▶ _Assigned task_: The lines wanted are those in the data below that include "pole".

▶ _Point localization data_:
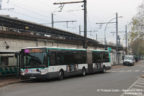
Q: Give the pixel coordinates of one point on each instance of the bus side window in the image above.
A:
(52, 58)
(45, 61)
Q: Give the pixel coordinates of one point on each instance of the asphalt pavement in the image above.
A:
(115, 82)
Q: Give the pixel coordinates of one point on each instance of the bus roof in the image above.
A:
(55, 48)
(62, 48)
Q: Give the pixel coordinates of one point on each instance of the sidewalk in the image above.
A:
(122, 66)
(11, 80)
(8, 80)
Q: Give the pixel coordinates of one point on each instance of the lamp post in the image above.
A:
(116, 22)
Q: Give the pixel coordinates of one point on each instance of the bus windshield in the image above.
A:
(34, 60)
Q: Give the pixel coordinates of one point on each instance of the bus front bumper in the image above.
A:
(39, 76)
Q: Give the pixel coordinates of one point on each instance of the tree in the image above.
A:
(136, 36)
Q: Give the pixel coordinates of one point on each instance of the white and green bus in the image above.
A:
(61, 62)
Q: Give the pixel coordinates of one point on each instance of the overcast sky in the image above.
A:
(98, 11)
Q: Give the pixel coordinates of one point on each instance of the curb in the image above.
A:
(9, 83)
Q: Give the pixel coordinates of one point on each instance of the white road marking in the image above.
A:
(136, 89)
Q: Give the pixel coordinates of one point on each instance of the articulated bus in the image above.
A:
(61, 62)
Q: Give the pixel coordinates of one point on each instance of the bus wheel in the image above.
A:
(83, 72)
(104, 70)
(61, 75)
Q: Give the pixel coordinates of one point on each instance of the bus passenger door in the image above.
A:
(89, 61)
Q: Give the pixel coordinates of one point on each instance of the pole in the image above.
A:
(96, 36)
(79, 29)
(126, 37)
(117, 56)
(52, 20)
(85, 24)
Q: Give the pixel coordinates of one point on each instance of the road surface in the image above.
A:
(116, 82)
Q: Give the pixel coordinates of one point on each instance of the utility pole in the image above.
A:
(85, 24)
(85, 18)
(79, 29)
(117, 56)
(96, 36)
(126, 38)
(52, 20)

---

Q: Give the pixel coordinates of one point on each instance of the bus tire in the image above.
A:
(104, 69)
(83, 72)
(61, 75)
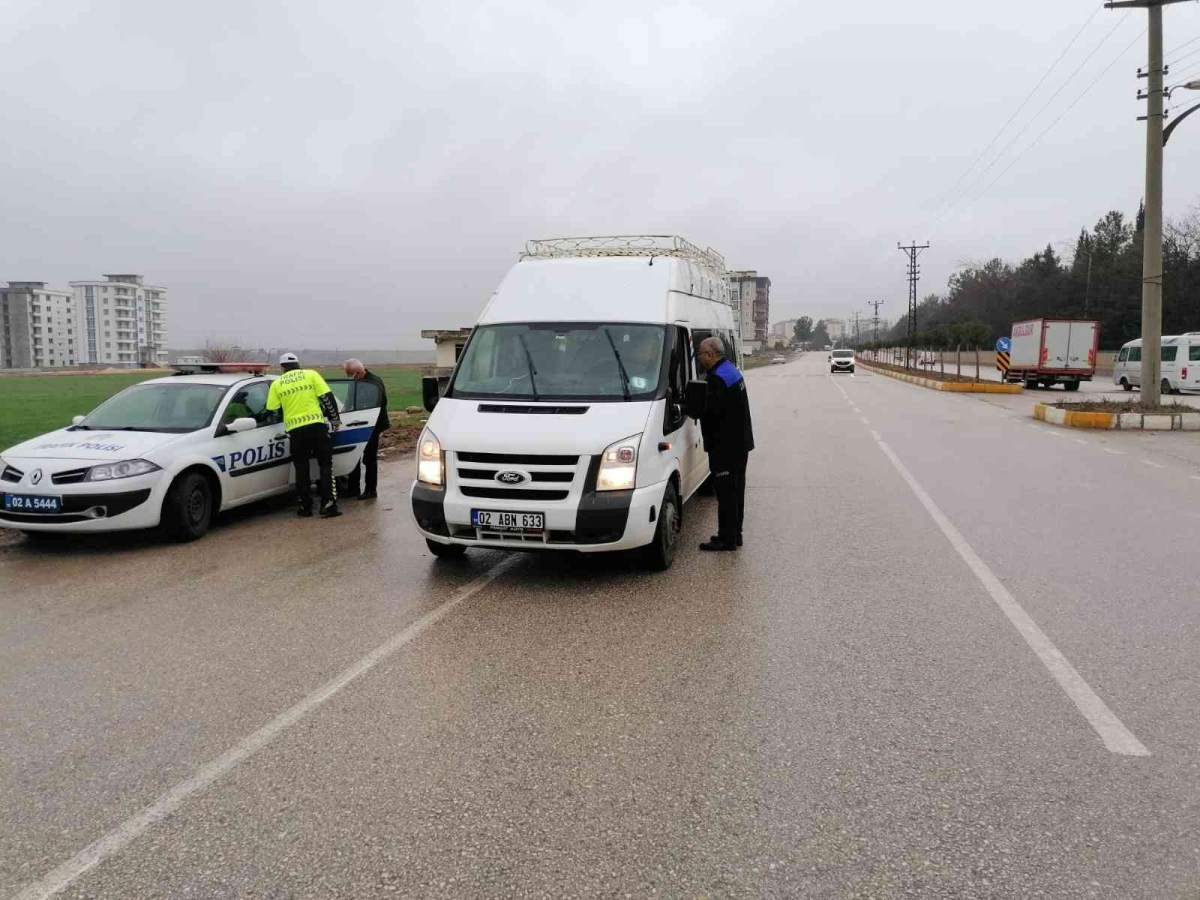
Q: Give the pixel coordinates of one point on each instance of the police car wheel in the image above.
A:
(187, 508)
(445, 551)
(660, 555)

* * *

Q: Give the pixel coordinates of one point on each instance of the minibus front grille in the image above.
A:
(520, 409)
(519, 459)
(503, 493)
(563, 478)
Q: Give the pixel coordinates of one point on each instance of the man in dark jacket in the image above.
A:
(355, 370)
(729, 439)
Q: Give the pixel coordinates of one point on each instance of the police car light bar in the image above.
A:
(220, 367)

▶ _Written solution_:
Q: Give the pixel coordinates of one point on each instance of the pole in the image above.
Q: Give the pixel coordinates of one point on each instance of the utility pole in the image above.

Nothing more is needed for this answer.